▶ _Условие задания 1_
Выпишите из отрывка текст от слов «Таким же способом» до слов «сказал он по-русски.».
▶ _Условие задания 2_
Сколько винтовок и патронов, согласно отрывку, было доставлено тем же способом, что и машинка?

▶ _Исходный отрывок_
━━━━━━━━━━━━━━━━━━━━━━━━━━━━━━
Мы распороли хомут, напихали туда листовок и опять зашили. Потом запрягли в сани коня, и я поехал. Приехал в город, на улицу Розы Люксембург. Там живет жена партизана Адамовича. Заехал во двор, достал листовки, передал письмо и получил машинку. Зарыл ее в сено и поехал назад. При выезде из города меня остановил немецкий часовой и спросил, куда еду. Я спокойно остановил коня, а внутри у меня всё дрожит.

— Домой еду. В деревню. Мутер кранк,в больницу отвез.

Немец поверил и отпустил меня. Когда я привез машинку, то меня все хвалили, даже качали.

Таким же способом я еще доставил шесть винтовок и пятьсот патронов, которые достал для нас связной Алексеев.

Но случались и неприятности. Однажды командир вручил мне письмо и сказал:

— Беречь! Понимаешь? Беречь!

— Понимаю, — ответил я, хоть и не понимал, почему сегодняшнее поручение важнее, чем другие… По-моему, партизанские пакеты все важные.

В этот раз, на всякий случай, меня ознакомили с содержанием пакета: отряд переходил на другую сторону железной дороги. Может, потому я и попался, что чувствовал большую важность дела и держался не так спокойно, как всегда.

У военного городка меня остановил немецкий часовой.

— Пропуск, — сказал он по-русски.

А у меня никакого пропуска нет. Что делать? Надо плакать. Плача, я начал объяснять, что еду к маме в больницу. Показываю свою корзинку. В ней ломоть хлеба, кусочек сала, несколько яичек. Но часовой не хотел даже смотреть и повел меня в дежурную. Там меня обыскали, но ничего не нашли. Если бы меня совсем раздели, то наверное нашли бы письмо и повесили.

Сижу около печки. Немец от меня не отходит. Письмо при мне. А что если опять будут искать? Прикажут раздеться. Тогда и отряд может погибнуть..

В это время подъехала легковая машина. Из нее вышли два унтер-офицера и женщина — переводчица. Унтер-офицеры привели женщину ко мне, а сами вышли. Женщина начала меня допрашивать. Ходит по комнате, курит, подходит к окну, смотрит в него, ждет от меня ответа. Тогда я достал прилипшее к телу письмо и — в рот.

— Ты что делаешь? — заметила она.

— Есть хочу, — ответил я и запихнул в рот кусок хлеба.
━━━━━━━━━━━━━━━━━━━━━━━━━━━━━━
▶ _Исходные данные_
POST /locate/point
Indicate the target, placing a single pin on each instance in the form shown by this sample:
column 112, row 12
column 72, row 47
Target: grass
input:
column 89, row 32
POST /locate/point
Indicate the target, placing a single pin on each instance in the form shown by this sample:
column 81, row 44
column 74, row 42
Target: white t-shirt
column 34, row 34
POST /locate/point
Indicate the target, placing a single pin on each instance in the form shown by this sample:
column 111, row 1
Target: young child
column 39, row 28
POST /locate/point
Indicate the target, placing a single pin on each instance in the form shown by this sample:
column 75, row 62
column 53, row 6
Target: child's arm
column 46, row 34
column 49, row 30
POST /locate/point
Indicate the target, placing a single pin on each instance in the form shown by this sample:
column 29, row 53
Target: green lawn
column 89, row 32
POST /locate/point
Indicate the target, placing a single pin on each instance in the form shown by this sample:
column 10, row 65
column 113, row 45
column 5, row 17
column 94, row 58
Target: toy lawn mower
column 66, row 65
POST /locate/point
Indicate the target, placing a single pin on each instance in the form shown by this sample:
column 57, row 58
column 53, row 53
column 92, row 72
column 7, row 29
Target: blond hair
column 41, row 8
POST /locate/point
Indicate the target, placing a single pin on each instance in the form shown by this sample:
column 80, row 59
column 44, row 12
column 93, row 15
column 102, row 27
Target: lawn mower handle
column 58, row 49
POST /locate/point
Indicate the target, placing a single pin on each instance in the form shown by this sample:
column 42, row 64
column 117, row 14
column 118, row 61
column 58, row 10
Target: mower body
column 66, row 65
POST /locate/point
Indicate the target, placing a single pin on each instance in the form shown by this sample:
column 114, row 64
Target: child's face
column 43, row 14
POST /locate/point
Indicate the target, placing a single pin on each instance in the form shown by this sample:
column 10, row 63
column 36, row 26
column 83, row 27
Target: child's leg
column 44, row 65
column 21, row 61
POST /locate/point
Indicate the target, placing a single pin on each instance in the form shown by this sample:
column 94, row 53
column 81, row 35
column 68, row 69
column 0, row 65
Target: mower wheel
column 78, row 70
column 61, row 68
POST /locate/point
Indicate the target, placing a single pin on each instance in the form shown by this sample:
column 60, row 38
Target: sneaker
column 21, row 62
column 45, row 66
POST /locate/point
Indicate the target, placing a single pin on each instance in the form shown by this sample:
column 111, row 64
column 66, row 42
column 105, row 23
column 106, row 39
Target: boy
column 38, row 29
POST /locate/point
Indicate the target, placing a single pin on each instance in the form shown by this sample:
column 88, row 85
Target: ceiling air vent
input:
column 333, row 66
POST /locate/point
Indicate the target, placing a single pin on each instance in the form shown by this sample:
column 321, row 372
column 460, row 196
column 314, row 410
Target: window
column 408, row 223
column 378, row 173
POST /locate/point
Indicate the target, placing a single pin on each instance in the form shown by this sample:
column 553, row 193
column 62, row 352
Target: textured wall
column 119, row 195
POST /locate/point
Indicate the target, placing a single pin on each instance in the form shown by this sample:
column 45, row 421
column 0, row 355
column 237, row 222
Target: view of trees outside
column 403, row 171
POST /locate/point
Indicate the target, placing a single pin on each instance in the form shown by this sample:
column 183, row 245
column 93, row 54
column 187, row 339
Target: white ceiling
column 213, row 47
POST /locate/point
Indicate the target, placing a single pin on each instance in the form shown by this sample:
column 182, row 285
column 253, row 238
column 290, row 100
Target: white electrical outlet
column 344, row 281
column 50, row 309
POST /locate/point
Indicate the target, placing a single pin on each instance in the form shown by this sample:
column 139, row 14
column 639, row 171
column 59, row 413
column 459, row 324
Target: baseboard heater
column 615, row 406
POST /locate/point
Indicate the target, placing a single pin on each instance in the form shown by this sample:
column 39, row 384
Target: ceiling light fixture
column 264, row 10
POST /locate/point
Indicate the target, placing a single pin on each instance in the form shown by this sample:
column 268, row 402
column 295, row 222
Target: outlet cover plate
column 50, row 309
━━━━━━━━━━━━━━━━━━━━━━━━━━━━━━
▶ _Итоговый ответ 1_
Таким же способом я еще доставил шесть винтовок и пятьсот патронов, которые достал для нас связной Алексеев.

Но случались и неприятности. Однажды командир вручил мне письмо и сказал:

— Беречь! Понимаешь? Беречь!

— Понимаю, — ответил я, хоть и не понимал, почему сегодняшнее поручение важнее, чем другие… По-моему, партизанские пакеты все важные.

В этот раз, на всякий случай, меня ознакомили с содержанием пакета: отряд переходил на другую сторону железной дороги. Может, потому я и попался, что чувствовал большую важность дела и держался не так спокойно, как всегда.

У военного городка меня остановил немецкий часовой.

— Пропуск, — сказал он по-русски.

▶ _Итоговый ответ 2_
Шесть винтовок и пятьсот патронов.